**TEXT BLOCK:**
--------

Wooden hotel on top of a hill

Wood boldly goes where no other material can: some of our favourite 2024 examples

Stora Enso’s Wood Products division recently held a competition looking for the examples of our partner’s building projects that could only be built with mass timber.
Photo: Nordic Hotels & Resorts
Stora Enso Partner: Woodcon AS

We received some truly impressive examples of how mass timber’s lightweight properties and precise factory-built elements are being leveraged to fill in even the hardest-to-reach spaces. 

The projects left us feeling incredibly hopeful about curbing urban sprawl and building sustainably, and we just had to share some of our favourites with you here.

Probably some of our engineering readers and change-maker architects are thinking there’s always 'another way to build’, and while we love all bio-based building materials, these ones are sure to make you seriously wonder how else they could have been built without wood.

--------

Extract the passage of the mass timber article from "The projects left" up to and including "built without wood.". The material that comes next has no connection to the mass timber article.

--------

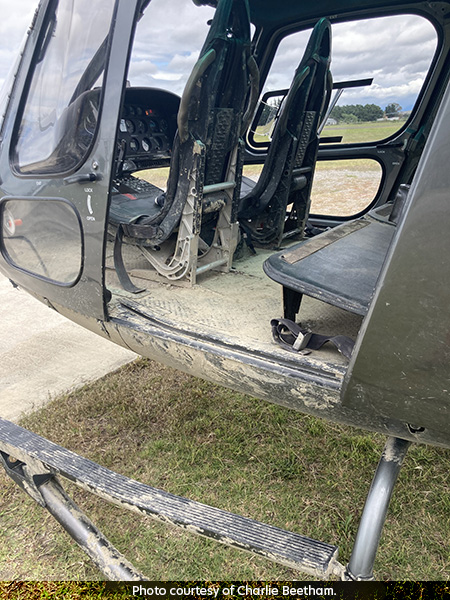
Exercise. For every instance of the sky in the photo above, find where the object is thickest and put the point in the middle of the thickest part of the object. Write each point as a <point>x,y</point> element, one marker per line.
<point>395,51</point>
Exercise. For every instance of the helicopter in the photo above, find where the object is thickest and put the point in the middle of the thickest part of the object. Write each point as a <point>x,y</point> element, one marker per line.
<point>242,280</point>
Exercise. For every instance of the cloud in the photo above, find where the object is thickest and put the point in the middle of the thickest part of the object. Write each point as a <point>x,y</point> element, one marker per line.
<point>396,50</point>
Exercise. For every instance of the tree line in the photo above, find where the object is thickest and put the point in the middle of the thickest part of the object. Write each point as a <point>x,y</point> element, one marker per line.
<point>355,113</point>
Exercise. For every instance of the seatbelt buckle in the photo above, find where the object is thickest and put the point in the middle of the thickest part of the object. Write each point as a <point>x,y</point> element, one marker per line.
<point>302,340</point>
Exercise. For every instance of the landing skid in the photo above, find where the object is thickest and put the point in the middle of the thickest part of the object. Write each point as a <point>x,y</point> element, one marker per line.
<point>37,462</point>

--------

**RESPONSE TO THIS TASK:**
The projects left us feeling incredibly hopeful about curbing urban sprawl and building sustainably, and we just had to share some of our favourites with you here.

Probably some of our engineering readers and change-maker architects are thinking there’s always 'another way to build’, and while we love all bio-based building materials, these ones are sure to make you seriously wonder how else they could have been built without wood.